[[ EXCERPT TO READ, beginning ]]
Milestones - 1970s

1979

March 25, 1979: Anne Ladky, then the Associate Director (but now the Executive Director), is quoted in Chicago Tribune piece on the debate over appropriate work wear for women. “You’d think the only thing holding women back was that they didn’t know how to dress.” Meanwhile, WE kept working on more important issues:  pay discrimination, sexual harassment, affirmative action, respect for female office workers, and more. 

 

 

 

1978

In 1978, Sexual harassment was common in workplaces all across the country. To put an end to it, Women Employed helped draft new federal rules defining sexual harassment as illegal sex discrimination.

 

 

1977

In 1977, Iris Rivera, a secretary at a law office, was fired for refusing to make coffee. Women Employed responded by bringing 50 women to her office to stage a coffee-making lesson for the lawyers, complete with instructions (“Step 5: Turn on the switch.”). The demonstration made the front page of the paper—and won reinstatement for Rivera.

 

1976

In 1976, WE held a tongue-in-cheek competition for the Pettiest Office Procedure of the Year, asking working women to send in stories of the arbitrary rules in their offices, such as being required to sign in and out to go to the bathroom, make coffee for the boss, dust plants, or even balance the boss' personal checkbook. Once WE began publicizing these practices, they quickly began to disappear.

1975

In 1975, secretaries were not treated with a lot of respect in the office. They were expected to do menial tasks, rarely recognized for their contributions, and promotions and pay raises were all-too-often closed to them. In 1975, Women Employed drafted a Secretaries’ Bill of Rights, demanding respect, fair salaries, and opportunities for advancement. We also organized a Secretaries’ Day rally, demanding rights AND roses.

1974

In 1974, WE's Nancy Kreiter gave our first Congressional testimony before the Senate Banking Committee, charging the U.S. Treasury Department with refusing to enforce affirmative action regulations at Chicago banks. Our constant diligence led to increased enforcement of affirmative action, dramatically changing women’s opportunities.

 

1973

In 1973, a meeting of women workers in Chicago ended up turning into historic advances for working women. Who could have imagined this meeting would lead to a crackdown on sexual harassment, family medical leave, increased financial aid for student moms, equal pay legislation, and much, much more?!
[[ EXCERPT TO READ, end ]]
**PROBLEM DETAILS**
Write out the milestones text from "In 1974, WE's" up to and including "changing women’s opportunities.". The lines below have nothing to do with the milestones text.
[[ DATA SEGMENT, beginning ]]
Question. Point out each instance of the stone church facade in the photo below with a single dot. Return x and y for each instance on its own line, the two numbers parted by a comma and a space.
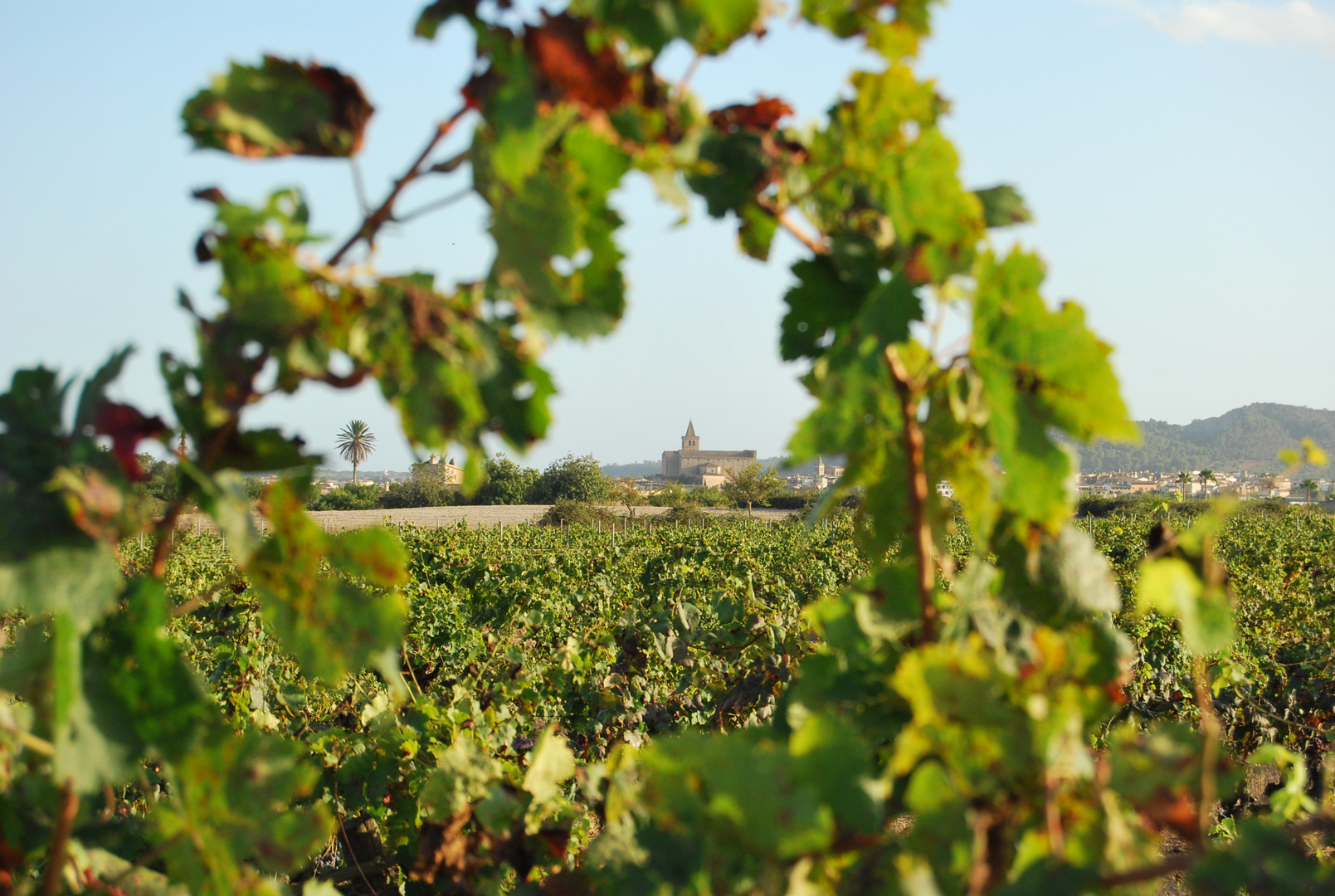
703, 468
[[ DATA SEGMENT, end ]]
**SOLVED EXERCISE**
In 1974, WE's Nancy Kreiter gave our first Congressional testimony before the Senate Banking Committee, charging the U.S. Treasury Department with refusing to enforce affirmative action regulations at Chicago banks. Our constant diligence led to increased enforcement of affirmative action, dramatically changing women’s opportunities.